The paper Ethical Fashion: Myth or Future Trend? by Cathrin Joergens dives into the ethical implications of fast fashion. Through a study on consumer beliefs and attitudes toward ethical fashion consumption, Joergens explores how individuals make decisions about their purchases and how ethical transparency could change consumer behavior. The study reveals that ethics play a small role in consumer behavior; for this reason, brands lack the incentive to participate in ethical sourcing and growth because there is no opportunity for financial expansion. If consumers do not care about where their clothes are coming from or how the people making their clothes are treated, then there is no reason for companies to lose money to create a transparent, ethical supply chain and manufacturing process. This harsh reality is important in understanding the role of regulation and policy in the redevelopment of the fashion industry. Though Joergens highlights some important lessons in this study, there is greater analysis to be done on consumer behavior and its potential implications on the development of ethical and sustainable fashion. Together, these pieces of literature illuminate essential dimensions of the debate over creating and enforcing ethical, sustainable fashion practices; however, they ultimately fall short of explaining how these transformations could be implemented or legally enforced across a global industry.

  1. Methodology and Analytical Framework

The present article utilizes a qualitative political economy approach to analyze why global fast-fashion supply chains defy enforceable environmental and labor requirements. Since the fashion industry is not limited to one country, involving both state and non-state actors, this analysis focuses on social, political, and economic barriers that limit effective governance. The goal is not to display data about environmental harm or metrics on labor violations; rather, it is to explore structural incentives that encourage progress toward sustainable and ethical practices in the industry. This analysis comes together, drawing on three core categories of evidence: International policy tools, scholarly research, and case evidence. Only focusing on a data style would fail to encompass the breadth of information needed to conceptualize this international dilemma. Investigating progress through this range of resources mirrors the complexities of the fast fashion industry. This comparative analytical framework supports the exploration of political and economic restrictions, failures to regulate the market, and protect developing nations from exploitation. 

  1. Methodological Limitations

There are two main limitations in this topic. The first of which comes from the lack of transparency in the supply chains of multinational corporations. These supply chains are intentionally convoluted and complex, limiting the consumer’s capacity for investigation into where their clothes are being made. The second of these limitations comes from this paper’s lack of original interviews or studies; instead, it combines existing research to create a conceptual argument.

[Data shown]:
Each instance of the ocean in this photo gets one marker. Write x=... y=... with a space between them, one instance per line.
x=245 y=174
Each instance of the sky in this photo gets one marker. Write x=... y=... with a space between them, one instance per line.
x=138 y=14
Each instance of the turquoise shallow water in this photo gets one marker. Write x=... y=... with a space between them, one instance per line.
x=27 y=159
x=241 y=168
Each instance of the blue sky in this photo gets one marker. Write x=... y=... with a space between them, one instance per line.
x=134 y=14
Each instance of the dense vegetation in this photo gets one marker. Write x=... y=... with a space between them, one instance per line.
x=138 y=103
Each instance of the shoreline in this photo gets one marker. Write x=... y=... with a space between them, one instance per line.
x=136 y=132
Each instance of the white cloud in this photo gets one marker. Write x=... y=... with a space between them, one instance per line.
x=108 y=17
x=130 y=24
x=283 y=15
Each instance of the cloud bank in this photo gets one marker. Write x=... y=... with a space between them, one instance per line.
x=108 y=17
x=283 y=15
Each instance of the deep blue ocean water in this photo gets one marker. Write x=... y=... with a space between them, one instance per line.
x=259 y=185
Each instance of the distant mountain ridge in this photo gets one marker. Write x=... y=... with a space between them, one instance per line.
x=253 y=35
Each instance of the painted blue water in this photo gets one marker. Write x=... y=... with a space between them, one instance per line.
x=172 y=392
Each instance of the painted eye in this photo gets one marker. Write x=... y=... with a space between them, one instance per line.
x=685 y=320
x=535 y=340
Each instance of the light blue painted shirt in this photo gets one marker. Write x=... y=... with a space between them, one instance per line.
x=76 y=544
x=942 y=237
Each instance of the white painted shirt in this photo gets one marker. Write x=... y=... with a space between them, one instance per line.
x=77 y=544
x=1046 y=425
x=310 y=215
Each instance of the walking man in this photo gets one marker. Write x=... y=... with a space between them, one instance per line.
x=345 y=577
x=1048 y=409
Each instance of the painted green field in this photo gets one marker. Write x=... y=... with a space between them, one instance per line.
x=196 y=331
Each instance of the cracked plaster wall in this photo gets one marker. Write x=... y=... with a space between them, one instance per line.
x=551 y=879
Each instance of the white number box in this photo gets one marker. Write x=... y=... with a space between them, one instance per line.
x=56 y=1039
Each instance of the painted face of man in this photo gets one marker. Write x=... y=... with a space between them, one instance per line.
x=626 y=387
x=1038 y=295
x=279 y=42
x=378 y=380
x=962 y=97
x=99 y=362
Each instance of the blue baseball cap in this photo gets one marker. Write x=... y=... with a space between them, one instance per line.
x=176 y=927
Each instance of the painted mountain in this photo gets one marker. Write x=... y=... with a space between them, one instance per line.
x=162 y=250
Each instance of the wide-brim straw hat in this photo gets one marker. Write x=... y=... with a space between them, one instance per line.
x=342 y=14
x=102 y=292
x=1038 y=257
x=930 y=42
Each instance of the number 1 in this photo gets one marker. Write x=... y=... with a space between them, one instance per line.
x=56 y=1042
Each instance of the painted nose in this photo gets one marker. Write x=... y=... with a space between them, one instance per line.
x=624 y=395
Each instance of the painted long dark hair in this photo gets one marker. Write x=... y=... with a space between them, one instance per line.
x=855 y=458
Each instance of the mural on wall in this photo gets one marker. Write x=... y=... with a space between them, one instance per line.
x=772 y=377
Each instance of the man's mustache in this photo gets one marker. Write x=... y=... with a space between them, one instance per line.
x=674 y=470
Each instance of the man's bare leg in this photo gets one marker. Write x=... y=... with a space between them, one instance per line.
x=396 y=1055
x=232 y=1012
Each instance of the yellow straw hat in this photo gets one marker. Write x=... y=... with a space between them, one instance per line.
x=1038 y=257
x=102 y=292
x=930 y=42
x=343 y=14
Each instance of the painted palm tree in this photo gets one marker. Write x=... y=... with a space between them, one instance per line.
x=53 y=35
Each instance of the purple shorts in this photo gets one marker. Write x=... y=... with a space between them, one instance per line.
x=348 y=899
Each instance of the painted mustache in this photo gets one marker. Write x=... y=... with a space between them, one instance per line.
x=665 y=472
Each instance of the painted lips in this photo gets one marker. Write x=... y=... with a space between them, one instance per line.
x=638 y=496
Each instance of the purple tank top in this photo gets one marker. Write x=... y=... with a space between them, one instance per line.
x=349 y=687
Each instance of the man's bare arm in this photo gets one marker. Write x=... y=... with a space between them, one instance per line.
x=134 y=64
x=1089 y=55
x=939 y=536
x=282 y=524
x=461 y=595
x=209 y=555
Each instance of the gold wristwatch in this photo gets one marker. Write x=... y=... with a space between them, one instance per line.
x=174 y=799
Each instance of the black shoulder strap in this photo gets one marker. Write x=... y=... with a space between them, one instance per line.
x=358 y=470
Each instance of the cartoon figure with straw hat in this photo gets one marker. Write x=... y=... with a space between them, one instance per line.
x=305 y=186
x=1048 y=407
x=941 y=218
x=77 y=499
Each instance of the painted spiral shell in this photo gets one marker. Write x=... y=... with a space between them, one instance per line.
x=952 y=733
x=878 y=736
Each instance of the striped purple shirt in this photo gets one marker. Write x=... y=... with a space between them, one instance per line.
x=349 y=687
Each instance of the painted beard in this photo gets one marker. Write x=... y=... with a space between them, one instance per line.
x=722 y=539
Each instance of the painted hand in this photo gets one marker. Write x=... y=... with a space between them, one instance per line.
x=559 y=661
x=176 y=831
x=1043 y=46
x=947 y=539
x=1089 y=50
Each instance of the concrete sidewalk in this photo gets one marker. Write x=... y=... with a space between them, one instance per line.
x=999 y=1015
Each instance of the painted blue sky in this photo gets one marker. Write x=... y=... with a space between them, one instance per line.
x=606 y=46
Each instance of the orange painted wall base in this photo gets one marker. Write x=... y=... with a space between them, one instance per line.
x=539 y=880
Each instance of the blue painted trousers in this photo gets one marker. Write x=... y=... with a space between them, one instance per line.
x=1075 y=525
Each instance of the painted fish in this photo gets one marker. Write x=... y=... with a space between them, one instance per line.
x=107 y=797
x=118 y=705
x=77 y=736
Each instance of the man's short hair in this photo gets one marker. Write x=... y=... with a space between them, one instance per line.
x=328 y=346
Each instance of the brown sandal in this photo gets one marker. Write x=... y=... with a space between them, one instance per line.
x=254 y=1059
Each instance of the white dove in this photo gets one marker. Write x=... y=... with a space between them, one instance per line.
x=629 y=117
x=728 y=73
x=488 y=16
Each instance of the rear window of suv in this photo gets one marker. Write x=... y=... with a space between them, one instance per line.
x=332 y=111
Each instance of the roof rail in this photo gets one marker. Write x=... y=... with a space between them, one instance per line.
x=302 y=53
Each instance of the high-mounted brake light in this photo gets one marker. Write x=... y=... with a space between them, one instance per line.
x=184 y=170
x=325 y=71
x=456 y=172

[Task description]: Pick up the article on fast-fashion governance after its last sentence and continue writing it.

[Task output]:
  1. Analytical Contribution

Despite these constraints, this method creates a robust critique of existing systems, introducing the need for growth in the international regulatory framework. Understanding why sustainable fashion standards fail and what could make them enforceable requires the analysis of global governance structures, market behavior, and multinational corporate strategies. A qualitative approach centered around the political economy reveals these components supporting the central argument of the paper, that multinational corporations need enforceable requirements to encourage ethical and sustainable growth. 

  1. GVC Fragmentation of the Fashion Industry

Because the fashion industry spans dozens of jurisdictions, there is no singular government with the capacity to regulate the production and distribution of garments. The Global Value Chain, GVC, represents the full range of steps required to bring a product from conception to the final consumer. This process has become increasingly complex in the modern era of globalization, as buyer-driven and producer-driven supply chains have come to control offshore production. The GVC framework demonstrates the exorbitant role of global brands, giant retailers, and manufacturers in the complex network of suppliers in low-cost developing economies around the world. As production remains globally scattered, with a fragmented GVC, one government is unable to regulate the fashion industry.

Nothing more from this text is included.